● **Short task**:
Output the data below as a two-column CSV with the headers instruction and answer. Each row should hold one instruction and the answer that follows it, each in a single quoted field with line breaks replaced by spaces, and every part of the data should be covered.

● **Supplied information**:
Begin
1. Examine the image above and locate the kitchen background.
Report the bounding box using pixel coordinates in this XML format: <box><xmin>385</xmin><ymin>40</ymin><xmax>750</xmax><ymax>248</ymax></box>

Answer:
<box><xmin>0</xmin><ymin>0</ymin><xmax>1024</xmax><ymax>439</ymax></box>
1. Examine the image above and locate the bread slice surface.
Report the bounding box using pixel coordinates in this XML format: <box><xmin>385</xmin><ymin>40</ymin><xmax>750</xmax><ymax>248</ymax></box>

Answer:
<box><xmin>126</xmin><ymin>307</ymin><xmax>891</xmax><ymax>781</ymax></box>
End
● **Response**:
instruction,answer
"1. Examine the image above and locate the kitchen background. Report the bounding box using pixel coordinates in this XML format: <box><xmin>385</xmin><ymin>40</ymin><xmax>750</xmax><ymax>248</ymax></box> Answer:","<box><xmin>0</xmin><ymin>0</ymin><xmax>1024</xmax><ymax>439</ymax></box>"
"1. Examine the image above and locate the bread slice surface. Report the bounding box using pixel coordinates in this XML format: <box><xmin>385</xmin><ymin>40</ymin><xmax>750</xmax><ymax>248</ymax></box> Answer:","<box><xmin>126</xmin><ymin>307</ymin><xmax>891</xmax><ymax>781</ymax></box>"